What needs to be done: Rewrite the data from the line with "# test: locate() drops one marker on the dog, one" through the end of the data, changing every "dog" to "puppy" and leaving everything else as it is.

---------------

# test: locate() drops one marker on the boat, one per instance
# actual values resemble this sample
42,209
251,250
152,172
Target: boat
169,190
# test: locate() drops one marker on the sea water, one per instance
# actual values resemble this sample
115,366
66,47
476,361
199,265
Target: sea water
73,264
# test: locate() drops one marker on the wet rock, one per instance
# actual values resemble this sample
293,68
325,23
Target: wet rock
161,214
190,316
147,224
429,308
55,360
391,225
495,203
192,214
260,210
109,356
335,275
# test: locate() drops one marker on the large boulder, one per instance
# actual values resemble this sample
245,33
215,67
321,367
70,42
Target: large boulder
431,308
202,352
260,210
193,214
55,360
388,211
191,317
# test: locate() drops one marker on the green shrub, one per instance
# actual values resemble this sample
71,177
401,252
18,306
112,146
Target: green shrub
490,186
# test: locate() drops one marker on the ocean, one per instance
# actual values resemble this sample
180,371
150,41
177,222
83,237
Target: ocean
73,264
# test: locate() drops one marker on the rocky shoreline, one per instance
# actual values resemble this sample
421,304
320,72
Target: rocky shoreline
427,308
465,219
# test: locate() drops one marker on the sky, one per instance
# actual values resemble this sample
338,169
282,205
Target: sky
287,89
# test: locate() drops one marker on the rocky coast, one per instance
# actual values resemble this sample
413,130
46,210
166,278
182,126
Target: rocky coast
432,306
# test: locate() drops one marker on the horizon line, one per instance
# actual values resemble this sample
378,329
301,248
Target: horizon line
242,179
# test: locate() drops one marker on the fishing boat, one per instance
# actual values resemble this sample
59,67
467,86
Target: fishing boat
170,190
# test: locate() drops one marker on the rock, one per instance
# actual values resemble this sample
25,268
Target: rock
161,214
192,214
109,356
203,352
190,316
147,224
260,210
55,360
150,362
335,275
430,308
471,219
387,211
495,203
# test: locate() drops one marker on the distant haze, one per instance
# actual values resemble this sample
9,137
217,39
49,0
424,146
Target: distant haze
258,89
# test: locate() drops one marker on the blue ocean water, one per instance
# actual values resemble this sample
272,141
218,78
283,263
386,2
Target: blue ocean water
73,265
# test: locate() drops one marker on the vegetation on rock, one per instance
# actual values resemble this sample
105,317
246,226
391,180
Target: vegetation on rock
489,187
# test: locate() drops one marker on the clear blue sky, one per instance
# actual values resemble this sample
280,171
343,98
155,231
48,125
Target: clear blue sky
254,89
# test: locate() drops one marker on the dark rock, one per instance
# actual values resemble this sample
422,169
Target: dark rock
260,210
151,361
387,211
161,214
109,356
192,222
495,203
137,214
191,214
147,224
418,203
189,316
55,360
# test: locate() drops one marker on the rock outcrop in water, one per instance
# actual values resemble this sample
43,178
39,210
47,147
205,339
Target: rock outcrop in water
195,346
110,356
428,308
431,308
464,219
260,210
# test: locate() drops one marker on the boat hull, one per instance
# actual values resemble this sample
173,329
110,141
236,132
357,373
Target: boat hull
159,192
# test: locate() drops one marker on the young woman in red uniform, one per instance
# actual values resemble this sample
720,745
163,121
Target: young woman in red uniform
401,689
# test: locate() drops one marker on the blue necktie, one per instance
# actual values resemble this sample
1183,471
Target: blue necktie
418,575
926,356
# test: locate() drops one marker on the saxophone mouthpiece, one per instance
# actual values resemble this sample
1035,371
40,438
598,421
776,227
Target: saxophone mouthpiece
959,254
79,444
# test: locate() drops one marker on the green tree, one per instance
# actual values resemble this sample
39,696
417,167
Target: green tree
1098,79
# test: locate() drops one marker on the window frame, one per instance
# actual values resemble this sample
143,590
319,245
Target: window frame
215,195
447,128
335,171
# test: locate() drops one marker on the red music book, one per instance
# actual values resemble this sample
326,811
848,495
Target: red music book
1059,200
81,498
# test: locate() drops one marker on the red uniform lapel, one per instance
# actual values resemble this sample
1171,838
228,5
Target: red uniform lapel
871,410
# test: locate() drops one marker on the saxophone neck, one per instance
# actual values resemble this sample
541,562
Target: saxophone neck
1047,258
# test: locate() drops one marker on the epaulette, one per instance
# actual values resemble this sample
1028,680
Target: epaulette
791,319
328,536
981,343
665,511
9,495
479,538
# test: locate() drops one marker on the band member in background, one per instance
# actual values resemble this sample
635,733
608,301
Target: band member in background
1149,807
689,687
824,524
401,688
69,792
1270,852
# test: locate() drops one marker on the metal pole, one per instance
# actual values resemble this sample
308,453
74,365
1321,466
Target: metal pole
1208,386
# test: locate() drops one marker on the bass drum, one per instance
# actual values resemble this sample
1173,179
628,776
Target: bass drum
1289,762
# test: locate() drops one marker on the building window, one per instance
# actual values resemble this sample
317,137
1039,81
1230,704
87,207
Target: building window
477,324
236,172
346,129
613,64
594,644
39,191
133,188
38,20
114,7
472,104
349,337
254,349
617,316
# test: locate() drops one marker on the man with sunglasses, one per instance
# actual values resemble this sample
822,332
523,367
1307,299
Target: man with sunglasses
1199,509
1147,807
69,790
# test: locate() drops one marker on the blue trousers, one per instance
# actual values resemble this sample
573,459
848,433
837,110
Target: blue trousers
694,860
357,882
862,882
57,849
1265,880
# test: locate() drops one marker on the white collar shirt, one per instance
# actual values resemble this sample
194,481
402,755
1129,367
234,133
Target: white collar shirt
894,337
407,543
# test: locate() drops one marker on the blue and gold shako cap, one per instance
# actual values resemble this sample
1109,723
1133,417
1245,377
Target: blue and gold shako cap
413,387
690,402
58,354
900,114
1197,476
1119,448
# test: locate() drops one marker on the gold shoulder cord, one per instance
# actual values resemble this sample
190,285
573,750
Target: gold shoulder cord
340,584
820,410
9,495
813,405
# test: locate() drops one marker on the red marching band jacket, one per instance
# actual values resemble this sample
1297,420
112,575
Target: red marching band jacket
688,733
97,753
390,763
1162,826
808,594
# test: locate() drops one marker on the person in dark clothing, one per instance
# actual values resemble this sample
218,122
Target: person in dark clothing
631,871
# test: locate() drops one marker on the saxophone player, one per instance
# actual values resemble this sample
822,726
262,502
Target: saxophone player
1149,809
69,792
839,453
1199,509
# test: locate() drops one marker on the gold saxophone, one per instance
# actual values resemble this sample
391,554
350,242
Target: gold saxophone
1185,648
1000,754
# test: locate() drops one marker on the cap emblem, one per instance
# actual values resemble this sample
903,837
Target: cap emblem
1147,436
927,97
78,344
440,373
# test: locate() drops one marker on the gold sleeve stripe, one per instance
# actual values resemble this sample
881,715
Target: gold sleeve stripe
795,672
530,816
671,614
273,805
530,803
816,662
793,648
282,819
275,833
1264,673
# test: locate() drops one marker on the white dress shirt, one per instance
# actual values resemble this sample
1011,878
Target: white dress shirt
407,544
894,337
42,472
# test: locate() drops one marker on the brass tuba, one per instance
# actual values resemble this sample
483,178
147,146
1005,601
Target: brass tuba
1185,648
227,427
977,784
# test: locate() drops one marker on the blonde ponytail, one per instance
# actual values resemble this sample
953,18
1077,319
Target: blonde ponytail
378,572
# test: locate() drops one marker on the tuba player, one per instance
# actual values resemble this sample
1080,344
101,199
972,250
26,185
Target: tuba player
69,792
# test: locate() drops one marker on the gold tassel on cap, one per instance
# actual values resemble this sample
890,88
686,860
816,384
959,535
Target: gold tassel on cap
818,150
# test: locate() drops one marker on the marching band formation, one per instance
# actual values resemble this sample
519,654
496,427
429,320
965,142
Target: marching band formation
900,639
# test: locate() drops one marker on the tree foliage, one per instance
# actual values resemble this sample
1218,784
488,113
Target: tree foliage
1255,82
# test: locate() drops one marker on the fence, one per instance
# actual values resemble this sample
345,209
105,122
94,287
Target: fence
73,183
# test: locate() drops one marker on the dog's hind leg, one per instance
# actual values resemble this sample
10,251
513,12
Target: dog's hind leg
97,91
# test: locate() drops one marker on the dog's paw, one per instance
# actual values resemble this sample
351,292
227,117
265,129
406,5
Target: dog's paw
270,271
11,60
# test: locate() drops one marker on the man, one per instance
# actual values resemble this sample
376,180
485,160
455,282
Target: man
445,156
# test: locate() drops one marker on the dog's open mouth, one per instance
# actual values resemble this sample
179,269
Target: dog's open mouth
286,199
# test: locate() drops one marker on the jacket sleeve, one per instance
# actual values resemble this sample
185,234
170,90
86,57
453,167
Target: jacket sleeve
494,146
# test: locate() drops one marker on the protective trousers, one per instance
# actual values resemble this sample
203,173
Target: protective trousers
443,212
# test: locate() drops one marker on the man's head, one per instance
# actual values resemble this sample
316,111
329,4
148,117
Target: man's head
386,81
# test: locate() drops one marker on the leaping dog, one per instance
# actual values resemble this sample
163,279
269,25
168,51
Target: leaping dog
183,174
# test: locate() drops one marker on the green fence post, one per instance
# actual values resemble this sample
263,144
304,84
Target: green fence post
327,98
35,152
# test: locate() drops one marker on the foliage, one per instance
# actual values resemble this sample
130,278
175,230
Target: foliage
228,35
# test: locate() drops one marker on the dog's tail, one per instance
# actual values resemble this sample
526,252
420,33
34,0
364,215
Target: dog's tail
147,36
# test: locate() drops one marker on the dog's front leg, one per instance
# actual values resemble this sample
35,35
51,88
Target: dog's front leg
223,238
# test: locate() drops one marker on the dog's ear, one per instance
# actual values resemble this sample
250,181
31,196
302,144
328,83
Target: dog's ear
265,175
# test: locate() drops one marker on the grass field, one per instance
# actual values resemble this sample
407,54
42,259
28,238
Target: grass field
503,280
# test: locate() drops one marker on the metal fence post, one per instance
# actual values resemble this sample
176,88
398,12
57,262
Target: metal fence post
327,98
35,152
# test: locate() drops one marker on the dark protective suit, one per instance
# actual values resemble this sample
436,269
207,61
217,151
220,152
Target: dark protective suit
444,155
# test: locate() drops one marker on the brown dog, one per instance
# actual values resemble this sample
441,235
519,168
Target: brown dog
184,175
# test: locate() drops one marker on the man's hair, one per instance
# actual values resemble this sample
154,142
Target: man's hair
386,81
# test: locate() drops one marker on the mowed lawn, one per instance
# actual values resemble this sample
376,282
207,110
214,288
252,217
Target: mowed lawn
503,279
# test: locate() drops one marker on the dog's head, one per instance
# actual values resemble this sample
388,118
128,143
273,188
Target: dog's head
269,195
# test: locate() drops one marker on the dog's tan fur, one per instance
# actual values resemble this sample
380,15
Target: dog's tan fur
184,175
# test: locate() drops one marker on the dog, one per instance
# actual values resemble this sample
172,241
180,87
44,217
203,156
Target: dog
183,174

---------------

Exercise result:
# test: locate() drops one marker on the puppy, one per instance
# actual values resemble this sample
172,241
180,87
44,217
203,156
Target: puppy
183,174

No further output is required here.